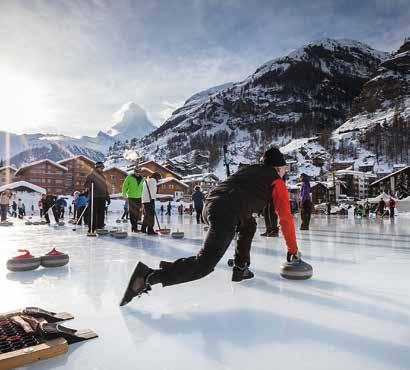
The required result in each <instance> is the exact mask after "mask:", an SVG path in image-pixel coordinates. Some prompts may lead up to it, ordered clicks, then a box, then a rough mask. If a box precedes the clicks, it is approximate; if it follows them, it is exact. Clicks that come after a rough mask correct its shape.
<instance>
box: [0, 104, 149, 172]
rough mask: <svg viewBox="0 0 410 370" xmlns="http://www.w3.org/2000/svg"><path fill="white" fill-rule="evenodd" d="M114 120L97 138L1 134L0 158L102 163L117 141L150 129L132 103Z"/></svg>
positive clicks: (14, 162)
mask: <svg viewBox="0 0 410 370" xmlns="http://www.w3.org/2000/svg"><path fill="white" fill-rule="evenodd" d="M114 116H115V117H116V121H115V123H114V124H113V126H112V127H111V128H110V129H109V130H108V131H107V132H103V131H100V132H99V133H98V134H97V136H95V137H92V136H82V137H80V138H73V137H69V136H65V135H50V134H41V133H38V134H23V135H17V134H12V133H9V132H5V131H0V159H10V162H11V163H12V164H14V165H15V166H20V165H22V164H25V163H29V162H32V161H37V160H40V159H46V158H48V159H51V160H61V159H64V158H67V157H69V156H74V155H80V154H82V155H86V156H87V157H89V158H91V159H93V160H94V161H98V160H103V159H104V158H105V155H106V153H107V152H108V150H109V148H110V147H112V146H113V145H114V144H115V143H116V142H118V141H121V140H123V141H125V140H132V139H134V138H135V139H138V138H141V137H142V136H144V135H145V134H147V133H148V132H150V131H152V130H153V126H152V124H151V123H150V122H149V121H148V119H147V115H146V112H145V111H144V110H143V109H142V108H141V107H139V106H138V105H137V104H135V103H132V102H131V103H127V104H125V105H124V106H123V107H122V108H121V109H120V110H119V111H118V112H116V113H115V114H114Z"/></svg>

-=-=-=-=-

**TASK:** Copy the entries above without the pictures, replacing every "rough mask" with "coarse mask" and leaving everything else unchanged.

**RESPONSE TO THE TASK:**
The required result in each <instance> is the exact mask after "mask:", an SVG path in image-pixel coordinates. Some prompts may lead up to it, ordered clicks, then a box, then a coarse mask. If a box precedes the clicks, it is approximate; if it follows them, it is exact. Clicks that come after a coarse mask correct its shape.
<instance>
box: [0, 104, 149, 172]
coarse mask: <svg viewBox="0 0 410 370" xmlns="http://www.w3.org/2000/svg"><path fill="white" fill-rule="evenodd" d="M114 120L97 138L1 134L0 158L102 163L117 141L150 129L132 103Z"/></svg>
positive clicks: (14, 162)
mask: <svg viewBox="0 0 410 370" xmlns="http://www.w3.org/2000/svg"><path fill="white" fill-rule="evenodd" d="M114 116H115V117H116V121H115V123H114V124H113V126H112V127H111V128H110V129H109V130H108V131H107V132H103V131H100V132H99V133H98V134H97V136H95V137H92V136H82V137H80V138H73V137H69V136H65V135H50V134H41V133H38V134H23V135H17V134H12V133H9V132H5V131H0V159H10V162H11V163H12V164H14V165H15V166H20V165H22V164H25V163H29V162H32V161H37V160H40V159H46V158H48V159H51V160H61V159H64V158H67V157H69V156H74V155H80V154H82V155H86V156H87V157H89V158H91V159H93V160H94V161H98V160H103V159H104V158H105V155H106V153H107V152H108V150H109V148H110V147H112V146H113V145H114V144H115V143H116V142H118V141H121V140H123V141H125V140H132V139H134V138H135V139H138V138H141V137H142V136H144V135H145V134H147V133H148V132H150V131H152V130H153V126H152V124H151V123H150V122H149V121H148V119H147V115H146V112H145V111H144V110H143V109H142V108H141V107H139V106H138V105H137V104H135V103H132V102H131V103H127V104H125V105H124V106H123V107H122V108H121V109H120V110H119V111H118V112H116V113H115V114H114Z"/></svg>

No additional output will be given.